__Compito breve A__: Copia senza alcuna modifica il passo del testo sulla partecipazione al lavoro da "La notizia però" a "nutrirsi anche loro.".
__Compito breve B__: Secondo il testo sulla partecipazione al lavoro, fra quali età è fissata convenzionalmente la popolazione in età lavorativa?
__Compito breve C__: Continua il testo sulla partecipazione al lavoro dopo l'ultima frase riportata.

__Sezione di testo__:

In Italia il rapporto fra la forza lavoro e la popolazione in età lavorativa è circa 0,65, che equivale a un tasso di partecipazione al lavoro del 65 per cento. Questo significa, in pratica, che solo il 65 per cento di quelli che potrebbero lavorare partecipa al mercato del lavoro. Laddove partecipare non vuol dire che siano tutti occupati, ma che almeno siano iscritti alle liste di disoccupazione. Questi ultimi individui pesano circa 8 punti. Ciò vuol dire che gli occupati sono più o meno i 57 punti mancanti.
La notizia però non è tanto quanto pesino i partecipanti, quanto quel 35 per cento di non partecipanti che compongono la popolazione in età lavorativa, fissata convenzionalmente fra i 15 e i 64 anni. Costoro, non risultando come forza lavoro, perché né occupati né disoccupati, sono i fantasmi del mercato del lavoro, al quale risultano letteralmente invisibili. Molti di loro sono studenti, ovviamente. Ma neanche troppi. Abbiamo anche il triste primato dei Neet. E allora cosa fanno? Meglio ancora: come vivono? Saranno pure fantasmi, ma devono pur nutrirsi anche loro.
Ciò per dire che i disoccupati sono certamente un problema, ma almeno li conosciamo. Ma forse il problema più grosso sono gli altri. Che conosciamo per sottrazione, ma di cui non sappiamo nulla.
Gli anziani gonfiano il mercato del lavoro europeo
M’inerpico sprovveduto lungo i pendii statistici elaborati dalla Bce nell’ultimo bollettino, dove un riquadro discorre degli andamenti recenti della partecipazione al mercato del lavoro nell’eurozona. E scopro con divertito stupore che “malgrado i periodi di severa recessione che hanno colpito lʼarea dellʼeuro negli ultimi anni, il tasso di partecipazione alla forza lavoro nellʼarea ha evidenziato andamenti (atipicamente) positivi”.
Quell'”atipicamente” mi attrae come una calamita e capisco, leggendo oltre, che come sempre quando si tratta di statistica è tutta una questione di definizioni.

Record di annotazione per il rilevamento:
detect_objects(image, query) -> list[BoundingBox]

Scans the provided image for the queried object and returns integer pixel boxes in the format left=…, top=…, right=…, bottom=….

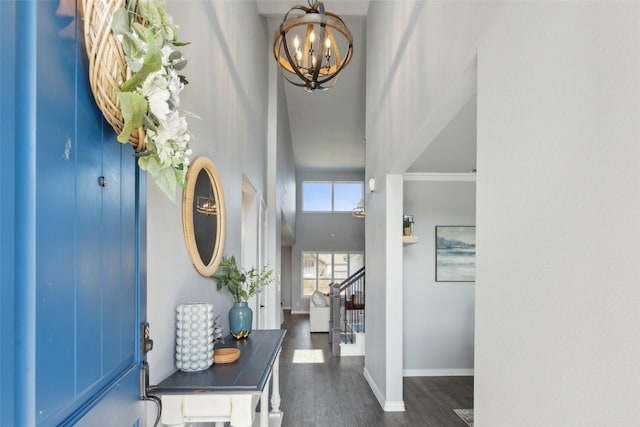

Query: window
left=302, top=252, right=364, bottom=296
left=302, top=181, right=364, bottom=212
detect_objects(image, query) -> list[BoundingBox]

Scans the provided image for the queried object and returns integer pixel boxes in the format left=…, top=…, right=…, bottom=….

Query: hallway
left=280, top=310, right=473, bottom=427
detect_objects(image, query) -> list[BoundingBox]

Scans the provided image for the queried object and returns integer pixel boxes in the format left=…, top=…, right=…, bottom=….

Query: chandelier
left=196, top=190, right=218, bottom=215
left=273, top=0, right=353, bottom=92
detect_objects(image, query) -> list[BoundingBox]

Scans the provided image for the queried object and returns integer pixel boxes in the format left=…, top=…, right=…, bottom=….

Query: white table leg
left=260, top=383, right=269, bottom=427
left=271, top=350, right=281, bottom=414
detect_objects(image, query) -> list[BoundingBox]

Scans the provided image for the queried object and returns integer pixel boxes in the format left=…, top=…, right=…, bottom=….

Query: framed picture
left=436, top=225, right=476, bottom=282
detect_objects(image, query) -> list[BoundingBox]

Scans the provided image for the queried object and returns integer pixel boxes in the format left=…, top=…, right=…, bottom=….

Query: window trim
left=300, top=180, right=364, bottom=213
left=300, top=250, right=364, bottom=300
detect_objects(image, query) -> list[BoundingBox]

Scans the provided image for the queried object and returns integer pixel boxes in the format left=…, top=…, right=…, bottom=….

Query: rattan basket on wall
left=83, top=0, right=144, bottom=151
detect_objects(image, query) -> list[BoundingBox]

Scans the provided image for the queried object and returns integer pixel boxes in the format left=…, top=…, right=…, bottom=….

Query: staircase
left=329, top=267, right=365, bottom=356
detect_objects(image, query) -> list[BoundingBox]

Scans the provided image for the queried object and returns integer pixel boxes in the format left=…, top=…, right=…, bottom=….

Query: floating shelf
left=402, top=236, right=419, bottom=246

__Risultato atteso A__:
La notizia però non è tanto quanto pesino i partecipanti, quanto quel 35 per cento di non partecipanti che compongono la popolazione in età lavorativa, fissata convenzionalmente fra i 15 e i 64 anni. Costoro, non risultando come forza lavoro, perché né occupati né disoccupati, sono i fantasmi del mercato del lavoro, al quale risultano letteralmente invisibili. Molti di loro sono studenti, ovviamente. Ma neanche troppi. Abbiamo anche il triste primato dei Neet. E allora cosa fanno? Meglio ancora: come vivono? Saranno pure fantasmi, ma devono pur nutrirsi anche loro.

__Risultato atteso B__: Fra i 15 e i 64 anni.

__Risultato atteso C__:
Già, perché la Bce per calcolare il suo tasso di partecipazione fa riferimento alla popolazione compresa fra i 15 e i 74 anni, quando di solito si usa la classe 15-64 anni per definire la popolazione attiva. E poiché la stessa Bce nota che “lʼaumento del tasso aggregato di partecipazione è stato trainato soprattutto dalla crescita della partecipazione dei gruppi di età più avanzata (55-74), mentre la partecipazione giovanile (15-24) è andata calando”, se ne può dedurre agevolmente che sono gli anziani a trainare l’aumento della partecipazione al mercato del lavoro.
Che significa?
In pratica ciò evidenzia il crescente aumento del peso relativo dei fattori demografici sul mercato del lavoro rispetto ai fattori ciclici e strutturali.
Faccio un passo indietro.
Ricordo che il tasso di partecipazione misura la percentuale di coloro che sono occupati o cercano attivamente lavoro sul totale della forza lavoro, che, nel caso monitorato dalla Bce, dovremmo definire come il totale della popolazione compresa fra i 15 e i 74 anni.
Ebbene, il tasso di partecipazione nell’euroarea ha seguito un trend ascendente dal 2000 al 2012, collocandosi intorno al 64% nel 2014.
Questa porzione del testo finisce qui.